▶ [WORK INSTRUCTIONS]
1: Set down, word for word, the stretch of the passage on bribery in the Tregony and Grampound elections from "Christopher Hawkins was" through "House of Commons.".
2: In the passage on bribery in the Tregony and Grampound elections, what price did Middlecoat offer to seat Sir Jonathan Miles for?
3: Extend the passage on bribery in the Tregony and Grampound elections, picking up after its last sentence.

** START OF TEXT PASSAGE **

In 1806 an O'Callinghan and a Yorkshire Whig, through Darlington's interest polled against Barwell's interest 102 against 86. At this election the following trick was played. A Tregony tailor and publican, called Middlecoat, offered to seat Sir Jonathan Miles for 4000 guineas. At the poll the returning officer, who was biased or had been tampered with, struck off many good votes from Miles, and gave bad ones to others. Sir Jonathan petitioned and, for the expenses of the petition, sent Middlecoat a large sum of money, and he prevented the witnesses from appearing, and the sitting members were accordingly pronounced to be duly elected. Middlecoat had secured £2500 from the sitting nominees (Barwellians) to keep back the witnesses, as well as £4200 from Sir Jonathan to bring them forward.

In 1812 O'Callinghan was unseated, and petitioned, showing that £5000 had been distributed among the voters; nevertheless the sitting members were received. Holmes, one of them, said--to show what was the degraded condition of the borough--that out of 127 votes in his favour, 98 had been evicted into the street the day after the election, some having been called on to pay their rents, but were unable to do so at the moment, and others, whose annual rents were only £8, had been mulcted in costs to the extent of £98.

Middlecoat, and four others of like spirit, went to London in 1818 to search for candidates for Tregony and Grampound, offering the former for £6000 and the latter for £7000. A banker and a general came down before the election, but found that the voters would make no promise unless the money were paid down. So they had to return to London "proclaiming their disappointment at every turn, and cursing the scoundrels who would not trust them."

Christopher Hawkins was returned for Mitchell in 1784, re-elected in 1790 and 1796. In June, 1799, he vacated his seat by accepting the Stewardship of the Chiltern Hundreds. In August, 1800, he was elected for Grampound, again in 1802 and 1806. In 1818 he was returned for Penryn, and in June, 1821, for S. Ives. He was created baronet on July 28th, 1791. He was Recorder of Grampound and S. Ives and, at the time when he relinquished his seat finally, he was the father of the House of Commons.

** END OF TEXT PASSAGE **
** START OF LISTED ENTRIES **

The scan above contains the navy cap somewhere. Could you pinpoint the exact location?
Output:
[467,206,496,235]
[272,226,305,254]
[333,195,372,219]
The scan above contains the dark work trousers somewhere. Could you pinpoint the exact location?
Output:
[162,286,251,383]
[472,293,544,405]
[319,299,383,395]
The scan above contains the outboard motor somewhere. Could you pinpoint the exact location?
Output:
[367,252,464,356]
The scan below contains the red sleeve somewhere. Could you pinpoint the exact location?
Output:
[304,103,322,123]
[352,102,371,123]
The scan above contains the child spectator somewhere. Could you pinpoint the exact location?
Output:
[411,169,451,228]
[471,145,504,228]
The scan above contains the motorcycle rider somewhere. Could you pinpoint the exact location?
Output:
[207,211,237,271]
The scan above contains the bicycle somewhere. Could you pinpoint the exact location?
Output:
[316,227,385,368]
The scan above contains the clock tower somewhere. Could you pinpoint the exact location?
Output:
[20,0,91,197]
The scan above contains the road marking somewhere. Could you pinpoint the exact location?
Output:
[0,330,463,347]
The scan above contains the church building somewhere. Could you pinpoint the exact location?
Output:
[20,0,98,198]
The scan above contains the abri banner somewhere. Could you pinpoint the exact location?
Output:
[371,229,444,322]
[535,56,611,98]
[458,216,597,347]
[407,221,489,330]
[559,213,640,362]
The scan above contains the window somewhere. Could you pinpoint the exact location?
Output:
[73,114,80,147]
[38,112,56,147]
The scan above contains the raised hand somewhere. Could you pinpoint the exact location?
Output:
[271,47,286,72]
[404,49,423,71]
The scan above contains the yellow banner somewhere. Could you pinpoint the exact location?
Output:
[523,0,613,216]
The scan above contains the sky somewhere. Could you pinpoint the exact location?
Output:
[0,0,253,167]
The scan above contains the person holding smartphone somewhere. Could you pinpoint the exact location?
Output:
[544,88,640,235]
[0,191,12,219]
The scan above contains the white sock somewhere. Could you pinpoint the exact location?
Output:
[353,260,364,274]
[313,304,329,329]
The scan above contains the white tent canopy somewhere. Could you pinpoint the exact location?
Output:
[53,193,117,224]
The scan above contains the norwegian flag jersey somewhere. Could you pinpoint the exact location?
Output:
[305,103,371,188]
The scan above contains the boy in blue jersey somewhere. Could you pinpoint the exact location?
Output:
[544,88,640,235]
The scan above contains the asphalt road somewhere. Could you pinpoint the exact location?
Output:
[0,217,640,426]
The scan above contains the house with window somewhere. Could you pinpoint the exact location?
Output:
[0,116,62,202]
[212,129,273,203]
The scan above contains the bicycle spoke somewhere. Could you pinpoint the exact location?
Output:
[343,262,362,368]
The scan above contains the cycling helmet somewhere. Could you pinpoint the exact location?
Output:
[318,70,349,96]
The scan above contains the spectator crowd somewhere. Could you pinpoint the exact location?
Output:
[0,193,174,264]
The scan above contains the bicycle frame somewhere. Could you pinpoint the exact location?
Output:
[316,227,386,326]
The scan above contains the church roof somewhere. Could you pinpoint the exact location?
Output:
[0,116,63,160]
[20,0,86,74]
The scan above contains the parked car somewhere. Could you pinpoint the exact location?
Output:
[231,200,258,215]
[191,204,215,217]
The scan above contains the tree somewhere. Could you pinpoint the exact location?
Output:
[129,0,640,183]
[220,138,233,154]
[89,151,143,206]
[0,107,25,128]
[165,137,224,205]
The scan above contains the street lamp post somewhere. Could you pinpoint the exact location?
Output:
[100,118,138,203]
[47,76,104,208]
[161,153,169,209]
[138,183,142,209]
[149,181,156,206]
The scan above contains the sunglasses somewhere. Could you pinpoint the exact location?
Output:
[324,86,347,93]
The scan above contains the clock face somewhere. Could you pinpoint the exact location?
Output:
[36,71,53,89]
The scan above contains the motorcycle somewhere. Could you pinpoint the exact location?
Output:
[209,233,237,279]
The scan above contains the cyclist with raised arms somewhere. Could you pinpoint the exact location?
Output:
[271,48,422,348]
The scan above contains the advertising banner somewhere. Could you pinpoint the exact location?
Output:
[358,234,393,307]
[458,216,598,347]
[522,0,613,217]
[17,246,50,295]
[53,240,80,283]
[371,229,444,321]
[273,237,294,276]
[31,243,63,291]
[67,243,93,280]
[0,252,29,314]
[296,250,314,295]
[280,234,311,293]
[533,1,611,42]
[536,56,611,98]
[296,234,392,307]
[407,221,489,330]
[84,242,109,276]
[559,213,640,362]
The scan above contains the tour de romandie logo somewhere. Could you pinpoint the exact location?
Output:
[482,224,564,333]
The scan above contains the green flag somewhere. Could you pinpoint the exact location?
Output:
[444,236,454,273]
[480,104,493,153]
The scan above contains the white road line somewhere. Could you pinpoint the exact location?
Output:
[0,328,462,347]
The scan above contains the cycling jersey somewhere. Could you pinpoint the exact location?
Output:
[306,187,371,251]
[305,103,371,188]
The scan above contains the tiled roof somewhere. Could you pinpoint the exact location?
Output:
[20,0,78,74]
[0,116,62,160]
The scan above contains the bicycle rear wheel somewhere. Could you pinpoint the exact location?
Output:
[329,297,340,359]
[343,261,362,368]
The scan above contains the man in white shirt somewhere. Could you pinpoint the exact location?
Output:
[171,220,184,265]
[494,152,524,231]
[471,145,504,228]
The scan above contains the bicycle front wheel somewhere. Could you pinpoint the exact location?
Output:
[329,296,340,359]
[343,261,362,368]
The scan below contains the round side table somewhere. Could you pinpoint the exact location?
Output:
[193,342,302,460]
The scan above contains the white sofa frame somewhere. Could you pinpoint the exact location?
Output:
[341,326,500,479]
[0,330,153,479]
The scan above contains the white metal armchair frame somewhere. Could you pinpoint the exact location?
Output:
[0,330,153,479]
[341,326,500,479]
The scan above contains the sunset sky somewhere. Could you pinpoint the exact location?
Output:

** END OF LISTED ENTRIES **

▶ [EXERCISE ANSWERS]
1:
Christopher Hawkins was returned for Mitchell in 1784, re-elected in 1790 and 1796. In June, 1799, he vacated his seat by accepting the Stewardship of the Chiltern Hundreds. In August, 1800, he was elected for Grampound, again in 1802 and 1806. In 1818 he was returned for Penryn, and in June, 1821, for S. Ives. He was created baronet on July 28th, 1791. He was Recorder of Grampound and S. Ives and, at the time when he relinquished his seat finally, he was the father of the House of Commons.

2: 4000 guineas.

3:
Sir Christopher encouraged the famous engineer and inventor Richard Trevithick, and in the life of that worthy, by Francis Trevithick, are given some letters that passed between them; but Mr. F. Trevithick persistently calls Sir Christopher Sir Charles. Sir Kit was the first man to adopt a steam thrashing-machine in 1812, an invention of Trevithick; it was used for the first time at Trewithen in February in that year. A committee of experts was called in to witness its operations and report on them, and this is their report, dated February 12th, 1812:--

"Having been requested to witness and report on the effect of steam applied to work a mill for thrashing corn at Trewithen, we hereby testify that a fire was lighted under the boiler of the engine five minutes after eight o'clock, and at twenty-five minutes after nine o'clock the thrashing mill began to work, in which time one bushel of coal was consumed. That from the time the mill began to work to two minutes after two o'clock, being four hours and three-quarters, fifteen hundred sheaves of barley were thrashed clean, and one bushel of coal more was consumed. We think there was sufficient steam remaining in the boiler to have thrashed from fifty to one hundred sheaves more barley, and the water in the boiler was by no means exhausted. We had the satisfaction to observe that common labourers regulated the thrashing mill, and in a moment of time made it go faster, slower, or entirely cease working. We approve of the steadiness and the velocity with which the machine worked, and in every respect we prefer the power of steam, as here applied, to that of horse.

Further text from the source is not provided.